** Begin SOURCE **
# Adams A12 hybrid



## Tiger (Sep 8, 2012)

Right the CEO (or someone really important) at Adams was asked what would you say to people who prefer to hit long irons instead of hybrids (Brendy!!!!). His answer? They've obviously never hit one of our hybrids. Adams recommend that most handicap golfers should swallow their pride and put at least two in their bag. Now you could say that you'd expect such rhetoric from a company whose expertise lies in hybrid manufacture. However, I have to say that the A12 is a truly high quality piece of kit. It is so easy to hit off the deck, off a peg, from the rough just effortless. 

Now I'll admit that the velocity slot on the top takes some getting used to but as soon as you make contact any aesthetic misgivings are soon forgotten. The noise is pure and powerful and though the initial launch is a little high the VS Proto shaft still offers plenty of distance. I was looking to replace a three iron and opted for the 21 degree version. I can't recommend these hybrids high enough and for those who want a little additional forgiveness (not that I think you'd actually need any) should try out the Oversize (OS) version. A fantastic club that more than confirms why Adams are the market leaders in hybrid production.


----------



## jammydodger (Sep 9, 2012)

I'm going to be interested to have a look at this club when we play in a couple of weeks Tiger. I keep hearing good things about Adams hybrids but never having been a fan of hybrids I still have an open mind. Maybe if start golfing seriously again then one of these could be an option.


----------



## Tiger (Sep 9, 2012)
** End SOURCE **
** Begin INFORMATION SHOWN **
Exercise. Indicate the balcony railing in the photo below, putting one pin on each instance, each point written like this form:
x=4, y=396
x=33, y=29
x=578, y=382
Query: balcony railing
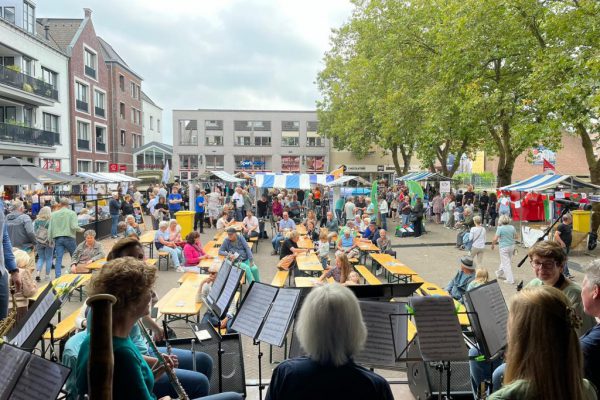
x=83, y=144
x=23, y=134
x=91, y=72
x=81, y=105
x=27, y=83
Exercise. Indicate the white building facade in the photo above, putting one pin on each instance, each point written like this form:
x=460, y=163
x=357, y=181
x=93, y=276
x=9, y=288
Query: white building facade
x=34, y=95
x=247, y=140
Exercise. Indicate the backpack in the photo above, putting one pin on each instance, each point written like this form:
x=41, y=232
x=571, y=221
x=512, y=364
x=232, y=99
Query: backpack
x=41, y=233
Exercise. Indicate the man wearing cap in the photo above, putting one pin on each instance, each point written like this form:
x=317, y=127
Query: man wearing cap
x=199, y=217
x=458, y=285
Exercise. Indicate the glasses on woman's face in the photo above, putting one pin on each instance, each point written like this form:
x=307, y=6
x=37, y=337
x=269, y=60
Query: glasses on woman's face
x=547, y=265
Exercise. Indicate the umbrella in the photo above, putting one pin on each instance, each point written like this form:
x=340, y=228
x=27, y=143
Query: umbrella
x=14, y=171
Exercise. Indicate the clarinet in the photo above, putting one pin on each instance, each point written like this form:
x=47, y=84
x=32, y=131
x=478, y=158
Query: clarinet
x=170, y=373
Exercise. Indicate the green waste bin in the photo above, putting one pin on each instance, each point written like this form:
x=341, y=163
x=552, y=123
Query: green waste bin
x=186, y=220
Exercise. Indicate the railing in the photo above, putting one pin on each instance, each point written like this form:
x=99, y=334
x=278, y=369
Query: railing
x=23, y=134
x=27, y=83
x=83, y=144
x=81, y=105
x=91, y=72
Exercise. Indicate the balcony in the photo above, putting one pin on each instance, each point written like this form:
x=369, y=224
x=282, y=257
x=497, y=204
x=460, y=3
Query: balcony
x=23, y=134
x=81, y=105
x=83, y=144
x=91, y=72
x=27, y=83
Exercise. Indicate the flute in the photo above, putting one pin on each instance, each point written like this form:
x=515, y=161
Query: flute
x=168, y=370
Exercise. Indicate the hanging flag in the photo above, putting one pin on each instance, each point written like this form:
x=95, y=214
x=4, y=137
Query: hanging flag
x=548, y=166
x=166, y=173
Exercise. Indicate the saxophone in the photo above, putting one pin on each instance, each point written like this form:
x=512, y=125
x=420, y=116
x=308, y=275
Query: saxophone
x=7, y=323
x=182, y=395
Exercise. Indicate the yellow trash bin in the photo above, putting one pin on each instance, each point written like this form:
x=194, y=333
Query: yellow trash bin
x=581, y=220
x=186, y=220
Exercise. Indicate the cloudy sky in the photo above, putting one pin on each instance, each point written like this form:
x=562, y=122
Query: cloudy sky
x=246, y=54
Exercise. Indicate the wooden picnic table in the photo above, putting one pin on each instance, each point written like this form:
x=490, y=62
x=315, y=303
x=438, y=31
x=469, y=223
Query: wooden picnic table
x=309, y=263
x=395, y=270
x=147, y=240
x=305, y=243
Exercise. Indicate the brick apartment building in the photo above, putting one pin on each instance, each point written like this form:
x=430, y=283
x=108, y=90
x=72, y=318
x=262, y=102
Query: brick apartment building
x=125, y=104
x=88, y=90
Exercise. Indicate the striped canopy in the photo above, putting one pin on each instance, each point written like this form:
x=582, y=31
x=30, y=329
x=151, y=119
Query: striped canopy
x=541, y=182
x=291, y=181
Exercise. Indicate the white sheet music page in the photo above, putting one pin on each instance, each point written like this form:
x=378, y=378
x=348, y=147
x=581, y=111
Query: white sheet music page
x=229, y=289
x=254, y=308
x=439, y=332
x=385, y=338
x=279, y=318
x=12, y=362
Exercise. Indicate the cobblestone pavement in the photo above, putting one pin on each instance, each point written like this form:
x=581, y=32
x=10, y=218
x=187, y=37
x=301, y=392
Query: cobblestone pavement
x=433, y=256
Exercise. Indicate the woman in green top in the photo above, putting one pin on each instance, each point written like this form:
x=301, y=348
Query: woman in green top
x=543, y=360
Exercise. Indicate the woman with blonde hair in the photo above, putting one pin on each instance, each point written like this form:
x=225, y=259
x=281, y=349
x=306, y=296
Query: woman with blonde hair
x=543, y=360
x=328, y=372
x=44, y=247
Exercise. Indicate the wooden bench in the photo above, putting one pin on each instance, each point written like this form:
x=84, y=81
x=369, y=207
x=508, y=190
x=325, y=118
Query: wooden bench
x=280, y=278
x=367, y=275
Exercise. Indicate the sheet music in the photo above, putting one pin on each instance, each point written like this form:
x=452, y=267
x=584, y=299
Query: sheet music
x=41, y=380
x=219, y=282
x=280, y=316
x=489, y=304
x=440, y=335
x=385, y=340
x=13, y=362
x=254, y=308
x=229, y=289
x=34, y=319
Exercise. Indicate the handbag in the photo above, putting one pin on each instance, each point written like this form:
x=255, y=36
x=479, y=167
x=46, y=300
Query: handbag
x=286, y=262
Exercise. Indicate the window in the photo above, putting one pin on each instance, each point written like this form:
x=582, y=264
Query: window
x=84, y=166
x=188, y=132
x=9, y=14
x=214, y=162
x=188, y=161
x=28, y=17
x=214, y=139
x=290, y=164
x=101, y=166
x=51, y=123
x=81, y=103
x=83, y=135
x=90, y=63
x=101, y=139
x=290, y=139
x=50, y=77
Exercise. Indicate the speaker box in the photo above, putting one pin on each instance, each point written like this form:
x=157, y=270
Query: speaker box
x=424, y=379
x=234, y=377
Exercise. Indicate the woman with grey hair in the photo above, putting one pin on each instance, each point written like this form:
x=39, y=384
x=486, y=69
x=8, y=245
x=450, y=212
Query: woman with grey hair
x=328, y=372
x=505, y=237
x=87, y=252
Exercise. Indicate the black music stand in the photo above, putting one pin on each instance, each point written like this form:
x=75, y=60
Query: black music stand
x=265, y=315
x=440, y=335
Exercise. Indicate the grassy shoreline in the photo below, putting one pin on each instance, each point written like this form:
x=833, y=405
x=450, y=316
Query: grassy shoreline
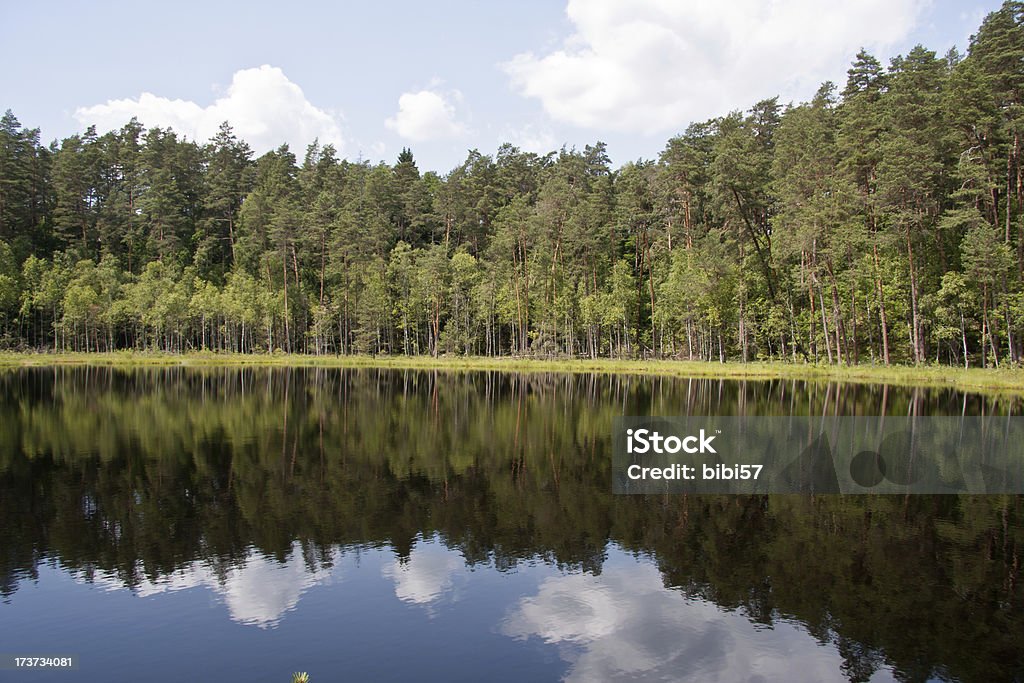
x=975, y=379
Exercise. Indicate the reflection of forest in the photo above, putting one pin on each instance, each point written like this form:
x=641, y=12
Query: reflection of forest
x=139, y=473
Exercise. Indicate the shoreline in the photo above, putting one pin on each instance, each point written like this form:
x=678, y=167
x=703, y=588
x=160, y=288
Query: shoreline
x=977, y=379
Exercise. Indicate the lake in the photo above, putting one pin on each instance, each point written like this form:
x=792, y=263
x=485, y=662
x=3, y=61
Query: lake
x=240, y=524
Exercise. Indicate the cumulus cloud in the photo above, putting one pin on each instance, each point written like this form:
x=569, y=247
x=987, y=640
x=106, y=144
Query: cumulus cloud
x=426, y=116
x=257, y=592
x=625, y=625
x=651, y=66
x=427, y=574
x=262, y=104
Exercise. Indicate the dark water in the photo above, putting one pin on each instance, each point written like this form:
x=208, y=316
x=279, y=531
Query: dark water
x=242, y=524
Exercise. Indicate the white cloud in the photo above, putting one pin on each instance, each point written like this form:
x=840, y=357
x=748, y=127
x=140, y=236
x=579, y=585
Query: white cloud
x=427, y=574
x=257, y=592
x=426, y=116
x=262, y=104
x=652, y=66
x=625, y=625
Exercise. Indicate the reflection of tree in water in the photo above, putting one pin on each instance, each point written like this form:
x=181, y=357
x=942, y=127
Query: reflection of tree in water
x=139, y=473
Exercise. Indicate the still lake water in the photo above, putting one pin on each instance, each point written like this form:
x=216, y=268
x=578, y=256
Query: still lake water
x=240, y=524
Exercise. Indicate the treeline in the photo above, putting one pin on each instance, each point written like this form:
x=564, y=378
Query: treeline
x=882, y=222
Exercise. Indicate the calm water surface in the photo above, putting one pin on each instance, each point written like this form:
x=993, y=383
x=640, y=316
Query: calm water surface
x=241, y=524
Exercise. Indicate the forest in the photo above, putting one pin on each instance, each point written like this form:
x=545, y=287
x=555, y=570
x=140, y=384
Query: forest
x=883, y=221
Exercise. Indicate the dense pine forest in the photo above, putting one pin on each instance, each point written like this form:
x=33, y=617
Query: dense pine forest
x=881, y=222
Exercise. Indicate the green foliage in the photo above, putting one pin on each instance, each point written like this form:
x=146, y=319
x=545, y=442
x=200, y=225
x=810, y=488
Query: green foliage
x=820, y=231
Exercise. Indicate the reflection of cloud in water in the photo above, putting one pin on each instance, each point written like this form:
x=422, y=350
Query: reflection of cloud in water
x=257, y=592
x=427, y=574
x=624, y=624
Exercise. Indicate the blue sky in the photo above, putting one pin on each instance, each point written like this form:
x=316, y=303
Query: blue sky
x=443, y=77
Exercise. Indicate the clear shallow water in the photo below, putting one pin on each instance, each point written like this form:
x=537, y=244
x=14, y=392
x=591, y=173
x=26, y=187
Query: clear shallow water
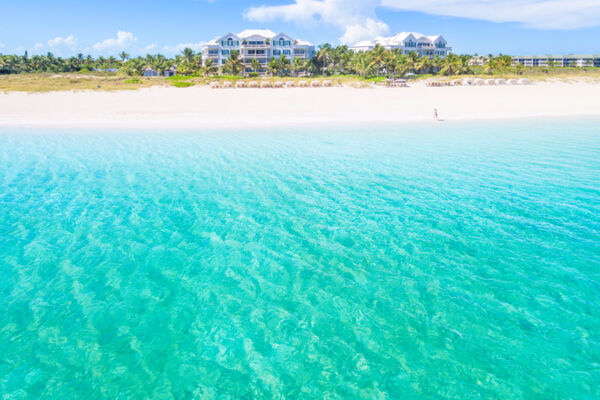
x=449, y=261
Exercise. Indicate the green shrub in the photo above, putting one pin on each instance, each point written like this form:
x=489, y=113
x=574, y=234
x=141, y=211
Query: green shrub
x=183, y=84
x=178, y=78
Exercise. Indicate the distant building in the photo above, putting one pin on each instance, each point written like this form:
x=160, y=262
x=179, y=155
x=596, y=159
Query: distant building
x=148, y=71
x=569, y=60
x=171, y=72
x=261, y=45
x=408, y=42
x=478, y=61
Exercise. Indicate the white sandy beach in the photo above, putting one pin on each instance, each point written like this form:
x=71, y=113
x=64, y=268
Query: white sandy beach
x=198, y=107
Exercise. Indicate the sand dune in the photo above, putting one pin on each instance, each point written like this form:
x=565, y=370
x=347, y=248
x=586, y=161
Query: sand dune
x=199, y=107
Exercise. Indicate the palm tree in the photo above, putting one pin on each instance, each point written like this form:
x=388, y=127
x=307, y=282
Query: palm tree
x=284, y=64
x=209, y=67
x=423, y=64
x=324, y=56
x=363, y=64
x=255, y=65
x=297, y=66
x=233, y=65
x=449, y=65
x=412, y=60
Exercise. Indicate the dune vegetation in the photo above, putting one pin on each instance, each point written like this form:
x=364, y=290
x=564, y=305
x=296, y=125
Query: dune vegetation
x=43, y=73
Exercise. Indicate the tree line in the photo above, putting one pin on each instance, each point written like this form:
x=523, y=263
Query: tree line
x=328, y=60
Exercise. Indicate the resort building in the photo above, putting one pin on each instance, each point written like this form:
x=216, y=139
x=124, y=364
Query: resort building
x=408, y=42
x=569, y=60
x=261, y=45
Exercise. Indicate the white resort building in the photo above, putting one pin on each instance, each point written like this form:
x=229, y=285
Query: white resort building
x=569, y=60
x=408, y=42
x=261, y=44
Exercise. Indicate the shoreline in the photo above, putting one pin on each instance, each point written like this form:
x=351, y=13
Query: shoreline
x=202, y=107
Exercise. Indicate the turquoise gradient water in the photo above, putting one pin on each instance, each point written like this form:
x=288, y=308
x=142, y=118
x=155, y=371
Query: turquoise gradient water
x=433, y=261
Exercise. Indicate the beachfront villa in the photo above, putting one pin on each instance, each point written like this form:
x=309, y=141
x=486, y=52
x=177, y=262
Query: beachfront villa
x=569, y=60
x=408, y=42
x=261, y=45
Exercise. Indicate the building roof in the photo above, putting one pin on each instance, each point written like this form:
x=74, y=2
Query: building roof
x=256, y=32
x=396, y=40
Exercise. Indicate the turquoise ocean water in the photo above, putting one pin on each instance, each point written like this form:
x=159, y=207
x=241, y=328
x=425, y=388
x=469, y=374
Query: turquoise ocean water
x=432, y=261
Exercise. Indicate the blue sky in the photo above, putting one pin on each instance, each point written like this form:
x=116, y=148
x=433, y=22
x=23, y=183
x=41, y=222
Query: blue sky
x=139, y=27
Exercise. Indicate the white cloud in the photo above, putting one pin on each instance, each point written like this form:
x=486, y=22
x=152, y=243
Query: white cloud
x=358, y=20
x=150, y=48
x=179, y=48
x=69, y=42
x=355, y=17
x=121, y=42
x=37, y=47
x=541, y=14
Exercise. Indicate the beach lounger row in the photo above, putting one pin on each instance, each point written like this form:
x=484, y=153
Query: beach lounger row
x=479, y=82
x=268, y=84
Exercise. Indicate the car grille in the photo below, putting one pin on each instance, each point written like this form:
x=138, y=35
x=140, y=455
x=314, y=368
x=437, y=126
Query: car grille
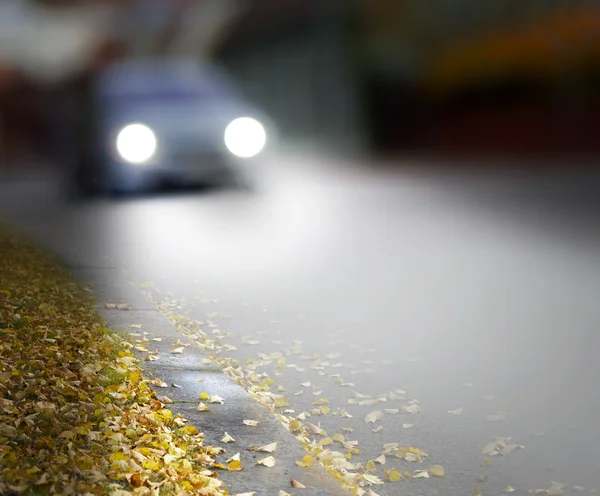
** End INFORMATION SHOWN **
▸ **AIM**
Reproduce the Adams A12 hybrid thread starting with "# Adams A12" and going on through "rough just effortless.", swapping in "rescue clubs" for each "hybrids".

▸ **RESPONSE FOR THIS EXERCISE**
# Adams A12 hybrid



## Tiger (Sep 8, 2012)

Right the CEO (or someone really important) at Adams was asked what would you say to people who prefer to hit long irons instead of rescue clubs (Brendy!!!!). His answer? They've obviously never hit one of our rescue clubs. Adams recommend that most handicap golfers should swallow their pride and put at least two in their bag. Now you could say that you'd expect such rhetoric from a company whose expertise lies in hybrid manufacture. However, I have to say that the A12 is a truly high quality piece of kit. It is so easy to hit off the deck, off a peg, from the rough just effortless.